(Listed records Opens)

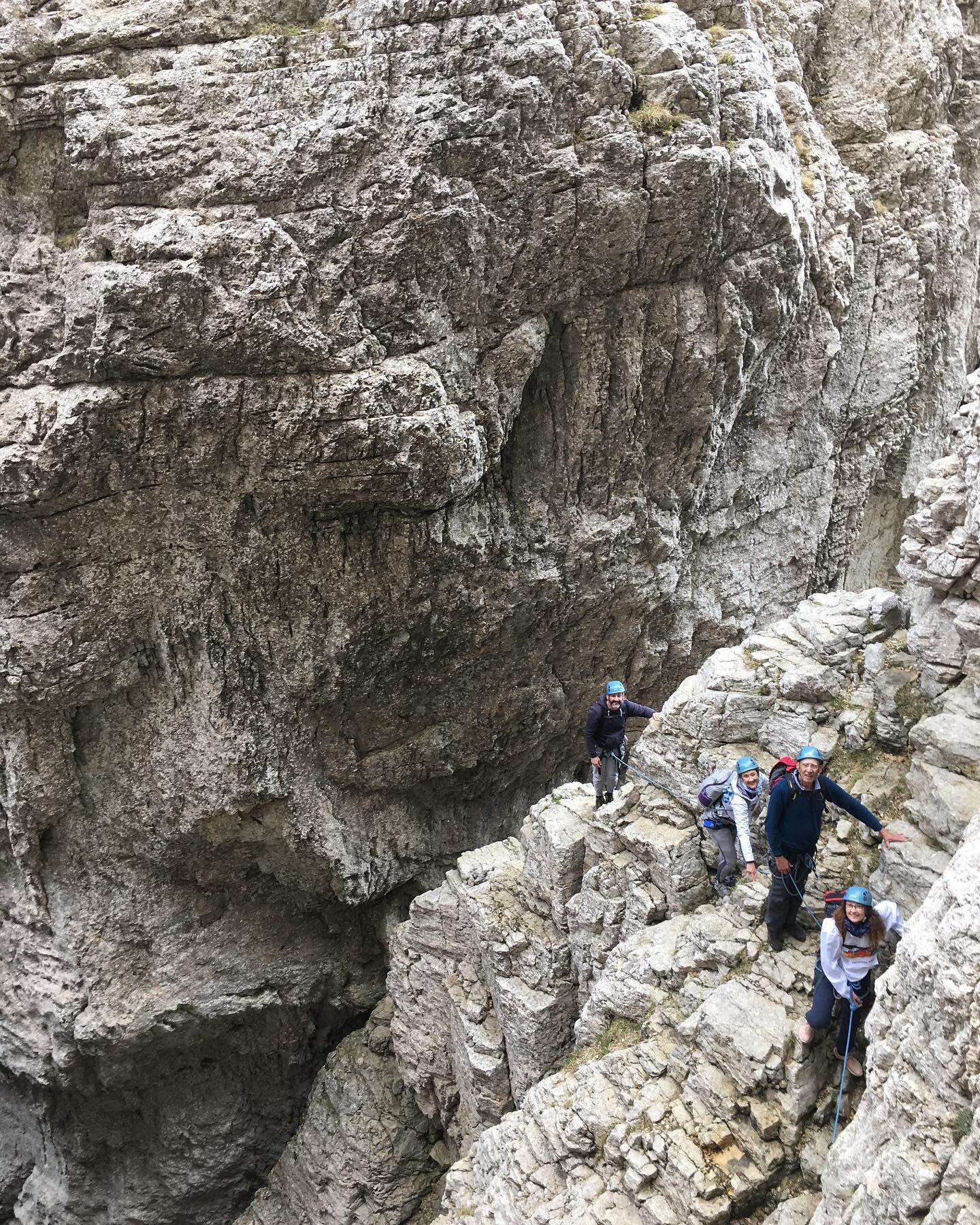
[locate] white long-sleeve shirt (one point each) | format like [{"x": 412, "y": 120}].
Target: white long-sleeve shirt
[
  {"x": 739, "y": 810},
  {"x": 847, "y": 961}
]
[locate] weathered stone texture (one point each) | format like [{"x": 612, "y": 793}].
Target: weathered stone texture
[{"x": 370, "y": 386}]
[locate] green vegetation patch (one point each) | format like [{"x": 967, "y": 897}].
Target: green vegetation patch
[
  {"x": 618, "y": 1034},
  {"x": 655, "y": 116}
]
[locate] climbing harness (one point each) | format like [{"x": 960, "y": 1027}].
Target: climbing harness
[
  {"x": 847, "y": 1053},
  {"x": 653, "y": 782},
  {"x": 796, "y": 891}
]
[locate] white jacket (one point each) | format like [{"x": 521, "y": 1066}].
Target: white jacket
[
  {"x": 847, "y": 961},
  {"x": 738, "y": 808}
]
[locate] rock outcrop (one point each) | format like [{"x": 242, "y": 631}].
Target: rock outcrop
[
  {"x": 375, "y": 380},
  {"x": 924, "y": 1084},
  {"x": 593, "y": 1038}
]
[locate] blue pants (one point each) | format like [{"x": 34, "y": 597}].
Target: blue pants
[{"x": 823, "y": 1006}]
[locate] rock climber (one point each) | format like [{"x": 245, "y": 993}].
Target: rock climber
[
  {"x": 849, "y": 943},
  {"x": 793, "y": 825},
  {"x": 728, "y": 819},
  {"x": 606, "y": 735}
]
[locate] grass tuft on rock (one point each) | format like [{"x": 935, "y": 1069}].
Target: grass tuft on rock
[
  {"x": 912, "y": 704},
  {"x": 617, "y": 1035},
  {"x": 278, "y": 30},
  {"x": 655, "y": 118}
]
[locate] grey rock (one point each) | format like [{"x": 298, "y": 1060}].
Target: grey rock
[{"x": 363, "y": 1151}]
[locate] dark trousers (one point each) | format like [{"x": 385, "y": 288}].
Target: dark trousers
[
  {"x": 823, "y": 1006},
  {"x": 728, "y": 859},
  {"x": 785, "y": 892}
]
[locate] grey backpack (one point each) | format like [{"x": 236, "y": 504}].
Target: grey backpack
[{"x": 713, "y": 787}]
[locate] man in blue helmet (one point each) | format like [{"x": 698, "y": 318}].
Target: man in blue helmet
[
  {"x": 793, "y": 825},
  {"x": 606, "y": 736}
]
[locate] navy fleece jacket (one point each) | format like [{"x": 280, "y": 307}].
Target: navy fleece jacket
[
  {"x": 793, "y": 821},
  {"x": 606, "y": 728}
]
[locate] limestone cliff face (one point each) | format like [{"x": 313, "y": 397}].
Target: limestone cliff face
[
  {"x": 374, "y": 381},
  {"x": 600, "y": 1047},
  {"x": 925, "y": 1085}
]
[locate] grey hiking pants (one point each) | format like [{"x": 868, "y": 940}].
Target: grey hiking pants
[
  {"x": 728, "y": 857},
  {"x": 606, "y": 777}
]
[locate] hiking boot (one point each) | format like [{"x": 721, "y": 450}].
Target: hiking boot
[{"x": 854, "y": 1066}]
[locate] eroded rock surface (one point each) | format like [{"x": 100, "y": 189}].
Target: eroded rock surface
[{"x": 353, "y": 361}]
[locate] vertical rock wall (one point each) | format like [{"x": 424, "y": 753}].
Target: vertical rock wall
[{"x": 373, "y": 382}]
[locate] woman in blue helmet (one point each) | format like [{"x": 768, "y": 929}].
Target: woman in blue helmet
[
  {"x": 728, "y": 821},
  {"x": 849, "y": 943}
]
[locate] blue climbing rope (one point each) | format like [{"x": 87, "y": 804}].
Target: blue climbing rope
[
  {"x": 847, "y": 1051},
  {"x": 796, "y": 891},
  {"x": 653, "y": 782}
]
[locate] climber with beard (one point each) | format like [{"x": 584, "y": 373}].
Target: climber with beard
[
  {"x": 728, "y": 819},
  {"x": 849, "y": 943},
  {"x": 793, "y": 822},
  {"x": 606, "y": 738}
]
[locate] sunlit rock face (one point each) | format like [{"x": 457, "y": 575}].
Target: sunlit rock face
[{"x": 373, "y": 384}]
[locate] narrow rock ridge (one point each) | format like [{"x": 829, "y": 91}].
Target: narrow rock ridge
[
  {"x": 600, "y": 1045},
  {"x": 373, "y": 380}
]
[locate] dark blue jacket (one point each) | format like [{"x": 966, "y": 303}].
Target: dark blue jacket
[
  {"x": 606, "y": 729},
  {"x": 794, "y": 816}
]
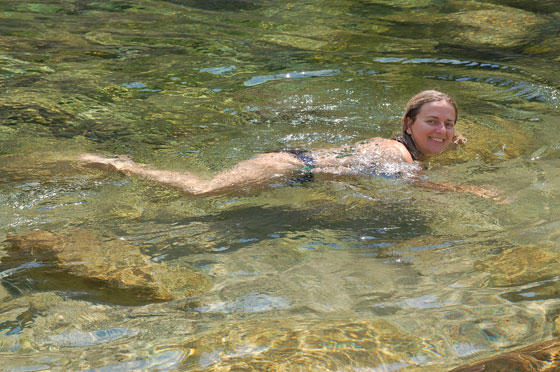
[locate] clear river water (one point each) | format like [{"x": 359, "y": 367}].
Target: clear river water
[{"x": 362, "y": 273}]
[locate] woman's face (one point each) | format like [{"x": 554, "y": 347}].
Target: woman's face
[{"x": 433, "y": 128}]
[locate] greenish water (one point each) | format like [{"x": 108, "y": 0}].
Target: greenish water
[{"x": 356, "y": 273}]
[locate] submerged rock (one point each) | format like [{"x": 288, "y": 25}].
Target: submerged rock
[
  {"x": 542, "y": 356},
  {"x": 521, "y": 265},
  {"x": 494, "y": 140},
  {"x": 116, "y": 264},
  {"x": 499, "y": 27}
]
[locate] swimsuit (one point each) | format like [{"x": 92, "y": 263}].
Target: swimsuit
[
  {"x": 303, "y": 175},
  {"x": 408, "y": 142}
]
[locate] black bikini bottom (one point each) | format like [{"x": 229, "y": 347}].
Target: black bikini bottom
[{"x": 303, "y": 175}]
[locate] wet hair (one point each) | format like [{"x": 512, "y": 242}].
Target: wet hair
[{"x": 413, "y": 108}]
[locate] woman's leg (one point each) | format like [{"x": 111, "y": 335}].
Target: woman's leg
[{"x": 248, "y": 172}]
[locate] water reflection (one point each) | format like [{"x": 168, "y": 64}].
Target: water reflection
[{"x": 357, "y": 273}]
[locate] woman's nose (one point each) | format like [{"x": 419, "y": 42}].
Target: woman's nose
[{"x": 440, "y": 127}]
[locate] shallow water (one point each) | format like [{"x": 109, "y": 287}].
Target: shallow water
[{"x": 352, "y": 273}]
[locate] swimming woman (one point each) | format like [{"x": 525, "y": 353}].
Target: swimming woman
[{"x": 428, "y": 128}]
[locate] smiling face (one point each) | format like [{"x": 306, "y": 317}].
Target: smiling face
[{"x": 433, "y": 127}]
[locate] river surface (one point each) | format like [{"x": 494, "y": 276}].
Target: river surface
[{"x": 361, "y": 273}]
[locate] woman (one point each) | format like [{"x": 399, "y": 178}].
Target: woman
[{"x": 428, "y": 126}]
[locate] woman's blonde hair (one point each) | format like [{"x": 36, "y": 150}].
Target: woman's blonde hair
[
  {"x": 415, "y": 104},
  {"x": 413, "y": 108}
]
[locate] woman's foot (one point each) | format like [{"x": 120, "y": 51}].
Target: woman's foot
[{"x": 120, "y": 163}]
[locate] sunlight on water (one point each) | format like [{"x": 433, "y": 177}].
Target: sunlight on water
[{"x": 361, "y": 270}]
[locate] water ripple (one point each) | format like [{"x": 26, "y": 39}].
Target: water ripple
[
  {"x": 78, "y": 338},
  {"x": 290, "y": 75}
]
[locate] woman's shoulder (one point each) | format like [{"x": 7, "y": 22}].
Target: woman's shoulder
[{"x": 388, "y": 148}]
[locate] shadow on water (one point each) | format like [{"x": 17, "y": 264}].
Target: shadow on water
[{"x": 220, "y": 5}]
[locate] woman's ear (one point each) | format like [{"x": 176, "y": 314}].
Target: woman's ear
[{"x": 408, "y": 124}]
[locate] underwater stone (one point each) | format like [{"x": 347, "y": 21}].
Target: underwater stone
[
  {"x": 521, "y": 265},
  {"x": 505, "y": 27},
  {"x": 542, "y": 356},
  {"x": 116, "y": 263}
]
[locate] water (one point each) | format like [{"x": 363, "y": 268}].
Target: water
[{"x": 101, "y": 272}]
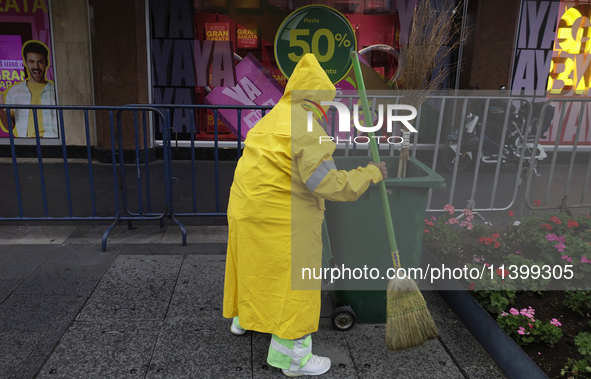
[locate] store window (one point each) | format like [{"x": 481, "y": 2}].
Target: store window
[
  {"x": 221, "y": 52},
  {"x": 26, "y": 68}
]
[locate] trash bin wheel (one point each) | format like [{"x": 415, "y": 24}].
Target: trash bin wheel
[{"x": 343, "y": 318}]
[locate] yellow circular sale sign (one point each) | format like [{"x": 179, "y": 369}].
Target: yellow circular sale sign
[{"x": 320, "y": 30}]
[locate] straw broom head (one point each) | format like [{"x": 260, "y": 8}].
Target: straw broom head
[{"x": 409, "y": 322}]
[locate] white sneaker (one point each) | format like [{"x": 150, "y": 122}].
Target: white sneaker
[
  {"x": 315, "y": 366},
  {"x": 237, "y": 330}
]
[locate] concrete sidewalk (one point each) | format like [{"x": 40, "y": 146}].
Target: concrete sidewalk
[{"x": 154, "y": 310}]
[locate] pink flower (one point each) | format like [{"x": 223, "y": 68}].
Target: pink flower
[
  {"x": 514, "y": 311},
  {"x": 449, "y": 208}
]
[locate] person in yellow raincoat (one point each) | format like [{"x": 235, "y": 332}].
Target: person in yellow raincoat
[{"x": 275, "y": 215}]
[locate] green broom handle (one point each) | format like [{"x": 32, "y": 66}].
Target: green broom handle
[{"x": 376, "y": 158}]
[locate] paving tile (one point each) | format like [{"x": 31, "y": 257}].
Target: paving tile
[
  {"x": 50, "y": 340},
  {"x": 15, "y": 347},
  {"x": 119, "y": 235},
  {"x": 372, "y": 359},
  {"x": 81, "y": 254},
  {"x": 327, "y": 342},
  {"x": 19, "y": 265},
  {"x": 135, "y": 287},
  {"x": 7, "y": 287},
  {"x": 200, "y": 348},
  {"x": 197, "y": 234},
  {"x": 34, "y": 235},
  {"x": 55, "y": 279},
  {"x": 464, "y": 347},
  {"x": 484, "y": 373},
  {"x": 200, "y": 288},
  {"x": 32, "y": 313},
  {"x": 118, "y": 349}
]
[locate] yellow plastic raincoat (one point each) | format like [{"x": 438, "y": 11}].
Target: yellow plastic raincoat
[{"x": 276, "y": 210}]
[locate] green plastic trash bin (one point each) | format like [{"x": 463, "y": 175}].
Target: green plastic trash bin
[{"x": 358, "y": 238}]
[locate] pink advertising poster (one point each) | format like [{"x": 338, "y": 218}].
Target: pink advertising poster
[
  {"x": 255, "y": 86},
  {"x": 26, "y": 67}
]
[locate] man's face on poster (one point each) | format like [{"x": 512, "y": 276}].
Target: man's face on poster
[{"x": 36, "y": 64}]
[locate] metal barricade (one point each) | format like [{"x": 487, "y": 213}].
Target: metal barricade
[
  {"x": 99, "y": 209},
  {"x": 582, "y": 128},
  {"x": 193, "y": 109},
  {"x": 137, "y": 186}
]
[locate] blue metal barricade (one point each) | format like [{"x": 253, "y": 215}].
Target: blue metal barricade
[{"x": 120, "y": 210}]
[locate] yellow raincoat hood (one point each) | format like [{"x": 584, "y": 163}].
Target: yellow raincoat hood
[{"x": 276, "y": 210}]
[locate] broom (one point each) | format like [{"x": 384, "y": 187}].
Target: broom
[{"x": 409, "y": 322}]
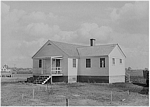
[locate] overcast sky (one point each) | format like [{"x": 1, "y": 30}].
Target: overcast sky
[{"x": 26, "y": 26}]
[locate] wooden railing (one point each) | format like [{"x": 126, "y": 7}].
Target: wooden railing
[{"x": 56, "y": 70}]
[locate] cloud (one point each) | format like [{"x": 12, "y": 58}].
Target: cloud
[
  {"x": 38, "y": 29},
  {"x": 131, "y": 18}
]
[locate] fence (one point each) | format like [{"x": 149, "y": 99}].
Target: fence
[{"x": 52, "y": 95}]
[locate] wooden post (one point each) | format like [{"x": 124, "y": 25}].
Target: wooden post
[
  {"x": 33, "y": 94},
  {"x": 111, "y": 97},
  {"x": 67, "y": 102},
  {"x": 129, "y": 79},
  {"x": 128, "y": 92},
  {"x": 22, "y": 96}
]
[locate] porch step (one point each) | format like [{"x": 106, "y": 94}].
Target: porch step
[{"x": 38, "y": 79}]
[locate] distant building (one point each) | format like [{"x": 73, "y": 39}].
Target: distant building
[
  {"x": 6, "y": 71},
  {"x": 5, "y": 68}
]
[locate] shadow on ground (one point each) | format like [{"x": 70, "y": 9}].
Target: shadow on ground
[{"x": 145, "y": 89}]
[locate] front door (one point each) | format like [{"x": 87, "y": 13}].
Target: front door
[{"x": 57, "y": 62}]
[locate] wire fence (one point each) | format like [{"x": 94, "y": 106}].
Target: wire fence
[{"x": 66, "y": 97}]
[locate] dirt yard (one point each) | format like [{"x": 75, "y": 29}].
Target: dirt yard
[{"x": 79, "y": 94}]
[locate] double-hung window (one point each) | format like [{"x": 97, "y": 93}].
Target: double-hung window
[
  {"x": 88, "y": 63},
  {"x": 74, "y": 63},
  {"x": 102, "y": 62},
  {"x": 113, "y": 61},
  {"x": 40, "y": 63}
]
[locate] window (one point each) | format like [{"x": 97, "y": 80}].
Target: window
[
  {"x": 113, "y": 61},
  {"x": 88, "y": 63},
  {"x": 40, "y": 63},
  {"x": 74, "y": 63},
  {"x": 102, "y": 62},
  {"x": 121, "y": 61}
]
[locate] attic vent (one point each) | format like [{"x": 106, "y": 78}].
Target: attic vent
[{"x": 49, "y": 44}]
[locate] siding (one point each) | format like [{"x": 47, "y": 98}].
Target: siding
[
  {"x": 117, "y": 70},
  {"x": 95, "y": 69},
  {"x": 48, "y": 51}
]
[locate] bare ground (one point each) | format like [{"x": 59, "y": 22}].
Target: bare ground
[{"x": 79, "y": 94}]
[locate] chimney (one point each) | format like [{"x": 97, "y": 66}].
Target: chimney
[{"x": 92, "y": 42}]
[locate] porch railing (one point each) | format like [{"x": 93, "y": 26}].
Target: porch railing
[{"x": 56, "y": 70}]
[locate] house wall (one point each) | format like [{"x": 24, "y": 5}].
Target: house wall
[
  {"x": 36, "y": 69},
  {"x": 95, "y": 69},
  {"x": 48, "y": 51},
  {"x": 72, "y": 71},
  {"x": 117, "y": 70},
  {"x": 95, "y": 73}
]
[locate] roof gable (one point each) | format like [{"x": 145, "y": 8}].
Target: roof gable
[
  {"x": 49, "y": 49},
  {"x": 73, "y": 50},
  {"x": 117, "y": 52},
  {"x": 99, "y": 50},
  {"x": 69, "y": 49}
]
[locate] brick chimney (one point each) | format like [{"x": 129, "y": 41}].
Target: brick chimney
[{"x": 92, "y": 42}]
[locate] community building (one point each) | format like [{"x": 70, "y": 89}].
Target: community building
[{"x": 63, "y": 62}]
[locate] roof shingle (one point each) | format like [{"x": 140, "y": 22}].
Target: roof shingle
[{"x": 79, "y": 50}]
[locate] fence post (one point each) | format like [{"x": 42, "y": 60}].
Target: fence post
[
  {"x": 128, "y": 92},
  {"x": 33, "y": 93},
  {"x": 22, "y": 96},
  {"x": 129, "y": 79},
  {"x": 67, "y": 102},
  {"x": 111, "y": 97}
]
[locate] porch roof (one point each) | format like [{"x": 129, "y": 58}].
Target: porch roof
[{"x": 48, "y": 57}]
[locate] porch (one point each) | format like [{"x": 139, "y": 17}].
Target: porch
[{"x": 48, "y": 66}]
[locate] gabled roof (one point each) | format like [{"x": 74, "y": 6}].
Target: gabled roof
[
  {"x": 74, "y": 50},
  {"x": 98, "y": 50}
]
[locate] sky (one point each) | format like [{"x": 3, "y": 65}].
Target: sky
[{"x": 27, "y": 25}]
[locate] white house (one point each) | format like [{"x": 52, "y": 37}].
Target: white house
[{"x": 76, "y": 63}]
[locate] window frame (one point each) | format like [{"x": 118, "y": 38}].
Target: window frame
[
  {"x": 74, "y": 63},
  {"x": 40, "y": 63},
  {"x": 101, "y": 63},
  {"x": 88, "y": 63}
]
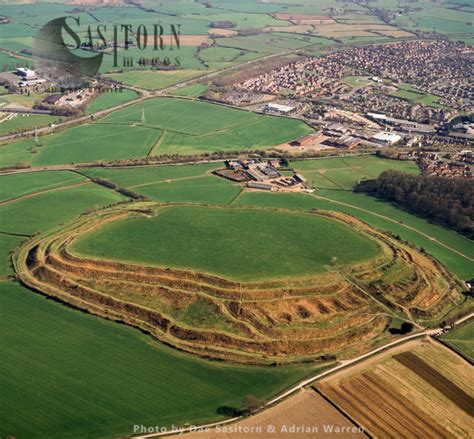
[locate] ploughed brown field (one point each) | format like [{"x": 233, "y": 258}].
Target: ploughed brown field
[
  {"x": 424, "y": 390},
  {"x": 304, "y": 415}
]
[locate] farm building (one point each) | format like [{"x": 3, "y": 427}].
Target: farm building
[{"x": 261, "y": 186}]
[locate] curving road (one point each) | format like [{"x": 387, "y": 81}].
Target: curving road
[{"x": 302, "y": 384}]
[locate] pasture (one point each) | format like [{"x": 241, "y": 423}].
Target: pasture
[
  {"x": 82, "y": 144},
  {"x": 155, "y": 80},
  {"x": 195, "y": 90},
  {"x": 26, "y": 183},
  {"x": 68, "y": 374},
  {"x": 410, "y": 93},
  {"x": 345, "y": 172},
  {"x": 28, "y": 216},
  {"x": 450, "y": 248},
  {"x": 111, "y": 99},
  {"x": 199, "y": 238},
  {"x": 21, "y": 122},
  {"x": 196, "y": 264},
  {"x": 194, "y": 127},
  {"x": 171, "y": 126}
]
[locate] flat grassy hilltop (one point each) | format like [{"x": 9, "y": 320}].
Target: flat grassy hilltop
[{"x": 243, "y": 244}]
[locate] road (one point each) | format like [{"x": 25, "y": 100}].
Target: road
[
  {"x": 343, "y": 364},
  {"x": 143, "y": 95}
]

(Listed records Closes)

▶ [What needs to be done]: Everything above from the line containing "[locate] woman (one" through the line containing "[locate] water ripple" must be copied exactly. Nothing outside that range belongs in the answer.

▶ [Answer space]:
[locate] woman (one point each) | format like [{"x": 399, "y": 178}].
Target: woman
[{"x": 428, "y": 126}]
[locate] woman's blonde hair (one point each) | format like [{"x": 36, "y": 150}].
Target: woman's blonde hair
[
  {"x": 415, "y": 104},
  {"x": 413, "y": 108}
]
[locate] woman's foot (one point each) | format like [{"x": 120, "y": 51}].
Target: woman's foot
[{"x": 120, "y": 163}]
[locate] sunlight on water (one point each) | format like [{"x": 433, "y": 177}].
Target: sunlight on water
[{"x": 361, "y": 270}]
[locate] water ripple (one point each) | format like [{"x": 26, "y": 39}].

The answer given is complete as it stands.